• _EXERCISE GOAL_: Each record that follows is to be output in full, precisely as written.

[Extracted records]
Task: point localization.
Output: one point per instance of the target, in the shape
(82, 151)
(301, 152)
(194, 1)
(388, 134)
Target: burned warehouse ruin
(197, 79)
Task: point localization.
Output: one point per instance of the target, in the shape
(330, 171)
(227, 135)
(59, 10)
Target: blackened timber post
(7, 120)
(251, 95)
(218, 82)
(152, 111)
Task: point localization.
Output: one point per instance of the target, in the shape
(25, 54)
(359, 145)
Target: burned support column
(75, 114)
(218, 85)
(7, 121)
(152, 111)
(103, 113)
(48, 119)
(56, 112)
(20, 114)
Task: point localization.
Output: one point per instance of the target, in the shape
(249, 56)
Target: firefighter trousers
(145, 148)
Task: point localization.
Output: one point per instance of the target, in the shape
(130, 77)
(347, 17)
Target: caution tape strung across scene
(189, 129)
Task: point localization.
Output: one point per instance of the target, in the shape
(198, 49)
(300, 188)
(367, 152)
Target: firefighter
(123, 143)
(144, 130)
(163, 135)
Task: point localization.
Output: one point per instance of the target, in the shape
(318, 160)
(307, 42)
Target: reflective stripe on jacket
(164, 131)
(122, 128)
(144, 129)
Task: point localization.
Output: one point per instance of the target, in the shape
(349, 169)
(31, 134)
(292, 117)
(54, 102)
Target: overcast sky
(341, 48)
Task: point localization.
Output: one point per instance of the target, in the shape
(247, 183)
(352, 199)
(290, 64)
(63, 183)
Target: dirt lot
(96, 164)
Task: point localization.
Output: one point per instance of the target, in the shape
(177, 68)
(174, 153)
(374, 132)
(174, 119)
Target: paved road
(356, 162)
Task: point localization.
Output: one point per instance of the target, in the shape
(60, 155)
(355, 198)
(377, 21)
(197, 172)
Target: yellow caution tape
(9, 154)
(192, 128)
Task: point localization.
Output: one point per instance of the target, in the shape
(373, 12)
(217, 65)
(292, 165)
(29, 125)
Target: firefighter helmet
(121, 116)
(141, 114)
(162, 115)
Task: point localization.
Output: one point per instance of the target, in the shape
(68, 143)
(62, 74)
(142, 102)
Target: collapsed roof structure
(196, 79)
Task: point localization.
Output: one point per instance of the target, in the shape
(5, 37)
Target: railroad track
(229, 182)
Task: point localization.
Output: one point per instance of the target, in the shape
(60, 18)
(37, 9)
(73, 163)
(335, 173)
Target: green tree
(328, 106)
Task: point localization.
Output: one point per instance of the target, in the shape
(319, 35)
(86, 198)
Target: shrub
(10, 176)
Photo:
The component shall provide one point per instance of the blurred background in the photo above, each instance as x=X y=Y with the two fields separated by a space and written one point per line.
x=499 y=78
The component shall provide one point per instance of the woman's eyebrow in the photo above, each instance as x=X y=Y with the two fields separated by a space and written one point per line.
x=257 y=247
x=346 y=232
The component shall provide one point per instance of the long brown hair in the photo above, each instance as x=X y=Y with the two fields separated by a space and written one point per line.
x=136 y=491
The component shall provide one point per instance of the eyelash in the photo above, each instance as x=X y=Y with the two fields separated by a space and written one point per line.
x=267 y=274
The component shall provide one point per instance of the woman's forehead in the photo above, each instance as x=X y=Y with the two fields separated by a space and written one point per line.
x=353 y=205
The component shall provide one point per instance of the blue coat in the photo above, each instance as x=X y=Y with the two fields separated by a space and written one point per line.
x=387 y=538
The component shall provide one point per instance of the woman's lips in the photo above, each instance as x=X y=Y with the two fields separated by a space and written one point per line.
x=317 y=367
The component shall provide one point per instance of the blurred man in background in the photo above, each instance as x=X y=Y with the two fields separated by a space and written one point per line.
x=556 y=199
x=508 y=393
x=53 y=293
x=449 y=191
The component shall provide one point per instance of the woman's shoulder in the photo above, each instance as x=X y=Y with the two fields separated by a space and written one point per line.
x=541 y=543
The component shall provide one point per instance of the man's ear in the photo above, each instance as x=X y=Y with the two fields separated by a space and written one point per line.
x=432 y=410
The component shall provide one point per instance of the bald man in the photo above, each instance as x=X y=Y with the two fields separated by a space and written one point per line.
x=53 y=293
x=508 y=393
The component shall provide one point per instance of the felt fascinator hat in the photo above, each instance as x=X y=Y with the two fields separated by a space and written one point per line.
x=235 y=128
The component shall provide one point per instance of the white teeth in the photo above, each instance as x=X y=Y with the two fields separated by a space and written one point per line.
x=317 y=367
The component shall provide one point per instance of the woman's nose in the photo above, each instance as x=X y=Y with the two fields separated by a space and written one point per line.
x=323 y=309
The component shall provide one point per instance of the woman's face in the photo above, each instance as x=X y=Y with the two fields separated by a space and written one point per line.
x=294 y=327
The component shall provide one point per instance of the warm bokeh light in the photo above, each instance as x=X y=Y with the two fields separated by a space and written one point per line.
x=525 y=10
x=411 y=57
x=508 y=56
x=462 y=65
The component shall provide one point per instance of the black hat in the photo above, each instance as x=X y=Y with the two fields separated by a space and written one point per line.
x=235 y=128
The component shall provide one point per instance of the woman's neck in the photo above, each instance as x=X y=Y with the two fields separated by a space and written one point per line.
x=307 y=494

• _SOLUTION TO THIS EXERCISE_:
Task: point localization.
Output: one point per instance of the target, in the shape
(82, 151)
(301, 152)
(194, 1)
(388, 134)
Target: burned warehouse ruin
(197, 79)
Task: point localization.
Output: one point per instance of the target, in the shape
(330, 171)
(227, 135)
(59, 10)
Target: blackened timber post
(7, 120)
(251, 95)
(218, 82)
(152, 111)
Task: point localization.
Output: one point per instance of the target, in the shape
(25, 54)
(359, 145)
Target: burned support column
(75, 114)
(218, 85)
(7, 121)
(152, 111)
(103, 113)
(48, 119)
(56, 112)
(20, 114)
Task: point localization.
Output: one point per instance of the target, in the shape
(249, 56)
Target: firefighter trousers
(145, 148)
Task: point localization.
Output: one point per instance of the target, in the shape
(130, 77)
(347, 17)
Target: caution tape strung across scene
(189, 129)
Task: point localization.
Output: one point per instance of the target, in the shape
(198, 49)
(300, 188)
(367, 152)
Target: firefighter
(123, 143)
(144, 130)
(163, 135)
Task: point localization.
Output: one point per instance of the target, in the shape
(318, 160)
(307, 42)
Target: reflective stripe on jacket
(164, 131)
(122, 128)
(144, 129)
Task: point localization.
Output: one point per instance of the target, in the shape
(349, 169)
(31, 134)
(292, 117)
(54, 102)
Target: overcast sky
(341, 48)
Task: point localization.
Output: one point per instance of the target, in the shape
(247, 183)
(352, 199)
(290, 64)
(63, 183)
Target: dirt lot
(96, 164)
Task: point localization.
Output: one point per instance of the target, in the shape
(177, 68)
(174, 153)
(374, 132)
(174, 119)
Target: paved road
(356, 162)
Task: point localization.
Output: one point per instance of the target, in the shape
(60, 155)
(355, 198)
(377, 21)
(197, 172)
Target: yellow caution tape
(9, 154)
(192, 128)
Task: point localization.
Output: one point per instance of the target, in the shape
(373, 12)
(217, 65)
(292, 165)
(29, 125)
Target: firefighter helmet
(121, 116)
(141, 114)
(162, 115)
Task: point localization.
Output: one point per instance of the target, in the shape
(68, 143)
(62, 74)
(142, 102)
Target: collapsed roof structure
(196, 79)
Task: point localization.
Output: one point per instance of the target, in the shape
(5, 37)
Target: railroad track
(229, 182)
Task: point localization.
Output: one point per instance of the target, in the shape
(60, 18)
(37, 9)
(73, 163)
(335, 173)
Target: green tree
(328, 106)
Task: point localization.
Output: one point per instance of the target, in the shape
(319, 35)
(86, 198)
Target: shrub
(10, 176)
Photo:
The component shall provide one point per instance of the blurred background in the photo above, each instance as x=X y=Y with the two fields separated by a space and written one point per line.
x=499 y=78
The component shall provide one point per instance of the woman's eyebrow in the photo above, each instance as x=X y=Y with the two fields separated by a space and written one point per line.
x=257 y=247
x=346 y=232
The component shall provide one point per instance of the long brown hair in the photo above, each instance as x=X y=Y with the two fields separated by a space and written one point per line.
x=136 y=491
The component shall provide one point per instance of the eyelash in the photo above, each instance as x=X y=Y with the two fields separated by a space and written one point per line.
x=267 y=274
The component shall provide one point per instance of the woman's forehead in the photo above, each instance as x=X y=Y with the two fields separated by a space and written one point per line.
x=353 y=205
The component shall provide one point per instance of the blue coat in the photo above, each instance as x=X y=Y with the two fields separated by a space and written one point per line.
x=387 y=538
The component shall provide one point per instance of the woman's lips in the photo above, each instance as x=X y=Y with the two fields separated by a space and written one point per line.
x=317 y=367
The component shall provide one point per instance of the blurred man in background in the photo above, each instance as x=X y=Y with the two fields separated by a space and written one point per line.
x=556 y=199
x=508 y=393
x=53 y=293
x=449 y=191
The component shall provide one point per instance of the woman's shoulder in the photo above, each instance as x=X y=Y with the two fields separated by a space and written one point per line.
x=541 y=543
The component shall provide one point per instance of the man's ear in the photo above, each instance as x=X y=Y with the two fields separated by a space and written one point per line.
x=432 y=410
The component shall provide one point per instance of the bald man in the photo above, each instance as x=X y=Y with the two fields separated by a space and written one point per line.
x=53 y=293
x=508 y=393
The component shall provide one point per instance of the felt fascinator hat in the photo above, each instance as x=X y=Y with the two fields separated by a space and written one point per line.
x=235 y=128
The component shall provide one point per instance of the white teeth in the photo above, each instance as x=X y=Y with the two fields separated by a space and written one point per line.
x=317 y=367
The component shall provide one point per instance of the woman's nose in the photo above, each instance as x=X y=Y with the two fields separated by a space and written one point per line.
x=323 y=309
The component shall provide one point per instance of the woman's face in the photo above, each instance as x=X y=Y with the two fields separated by a space and written one point per line.
x=294 y=327
The component shall provide one point per instance of the warm bokeh light in the photo above, each instance as x=X y=Y with the two fields separated by a space and written one point per line.
x=525 y=10
x=411 y=57
x=508 y=56
x=462 y=65
The component shall provide one point per instance of the black hat in the photo above, each instance as x=X y=Y with the two fields separated by a space and written one point per line.
x=235 y=128
The component shall provide one point per instance of the woman's neck in the photo above, each instance as x=X y=Y with the two fields separated by a space and written one point per line.
x=307 y=494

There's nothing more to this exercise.